## Begin

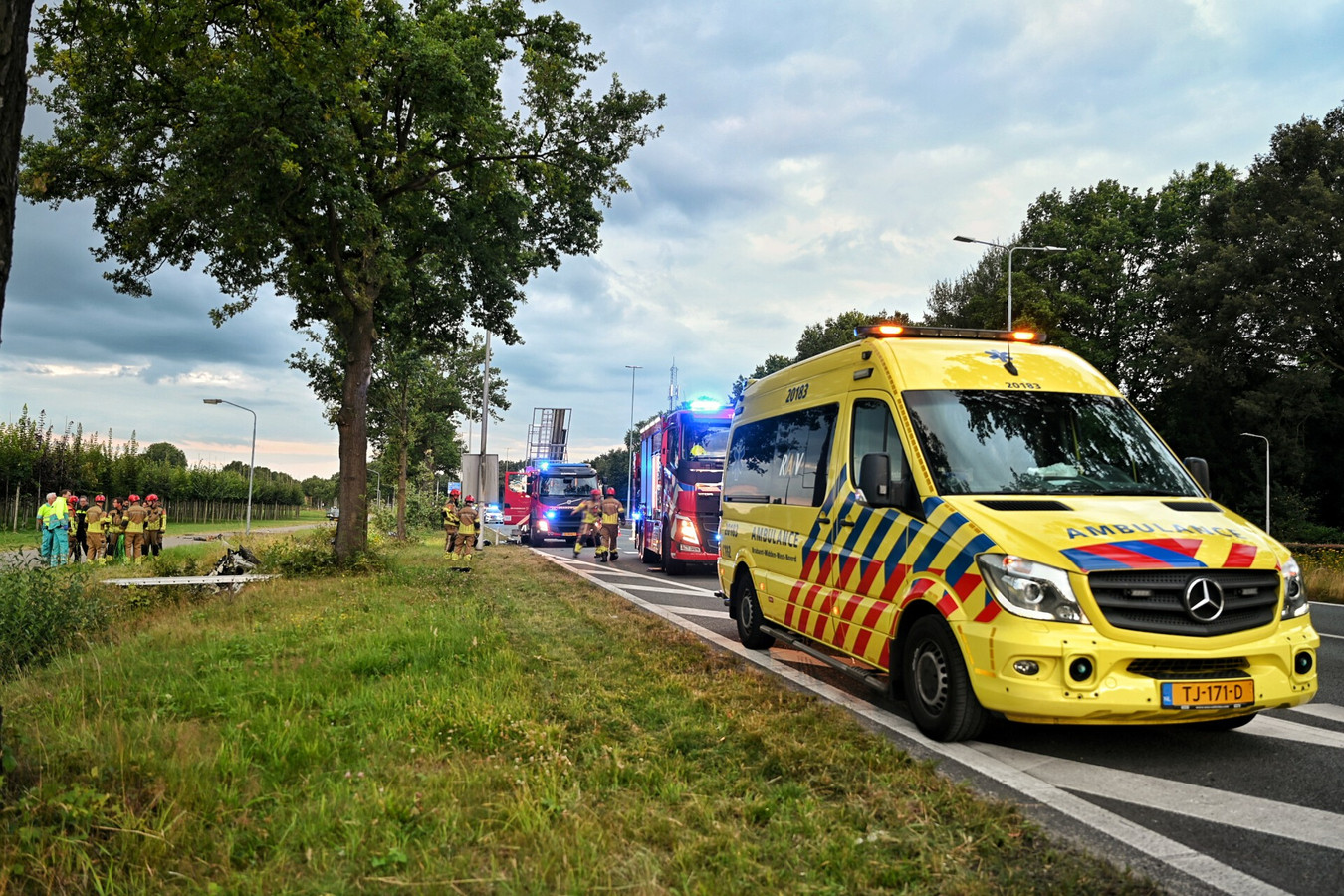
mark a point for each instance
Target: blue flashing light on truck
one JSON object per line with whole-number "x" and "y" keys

## End
## Begin

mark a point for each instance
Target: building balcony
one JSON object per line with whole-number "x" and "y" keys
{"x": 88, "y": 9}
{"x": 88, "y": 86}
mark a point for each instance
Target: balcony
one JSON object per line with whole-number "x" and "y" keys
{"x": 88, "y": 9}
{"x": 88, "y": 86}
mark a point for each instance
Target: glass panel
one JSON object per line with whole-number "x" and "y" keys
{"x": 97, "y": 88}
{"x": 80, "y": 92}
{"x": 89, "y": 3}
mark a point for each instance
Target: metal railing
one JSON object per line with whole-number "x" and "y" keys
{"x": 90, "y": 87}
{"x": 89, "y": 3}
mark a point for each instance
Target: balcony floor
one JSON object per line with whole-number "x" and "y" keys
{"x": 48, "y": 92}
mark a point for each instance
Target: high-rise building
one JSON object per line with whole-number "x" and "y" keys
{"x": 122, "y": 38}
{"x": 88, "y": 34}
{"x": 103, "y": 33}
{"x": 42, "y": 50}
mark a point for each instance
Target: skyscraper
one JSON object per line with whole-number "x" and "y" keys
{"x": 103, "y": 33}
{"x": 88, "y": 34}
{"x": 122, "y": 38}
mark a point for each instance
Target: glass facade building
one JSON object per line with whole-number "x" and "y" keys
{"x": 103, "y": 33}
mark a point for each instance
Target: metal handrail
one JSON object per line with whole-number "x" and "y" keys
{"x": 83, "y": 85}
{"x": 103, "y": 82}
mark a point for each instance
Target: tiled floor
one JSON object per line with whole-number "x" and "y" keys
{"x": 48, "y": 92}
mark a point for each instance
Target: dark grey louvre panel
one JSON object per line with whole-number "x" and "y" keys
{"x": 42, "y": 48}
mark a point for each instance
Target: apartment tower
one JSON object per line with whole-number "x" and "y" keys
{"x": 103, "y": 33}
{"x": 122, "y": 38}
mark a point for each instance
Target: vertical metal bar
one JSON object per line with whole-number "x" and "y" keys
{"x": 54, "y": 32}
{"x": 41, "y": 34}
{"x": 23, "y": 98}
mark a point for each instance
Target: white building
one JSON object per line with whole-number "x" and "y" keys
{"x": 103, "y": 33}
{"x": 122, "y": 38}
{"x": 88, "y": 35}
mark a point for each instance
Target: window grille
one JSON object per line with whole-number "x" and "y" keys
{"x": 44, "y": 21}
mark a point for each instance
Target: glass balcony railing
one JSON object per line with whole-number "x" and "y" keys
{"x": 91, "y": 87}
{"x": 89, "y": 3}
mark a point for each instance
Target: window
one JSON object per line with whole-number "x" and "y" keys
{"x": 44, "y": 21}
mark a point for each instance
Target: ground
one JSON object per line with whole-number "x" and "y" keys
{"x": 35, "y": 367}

## End

What is needed:
Select every line above that contains the word "metal", and copy each one.

The response:
Target: metal railing
Target: metal handrail
Target: vertical metal bar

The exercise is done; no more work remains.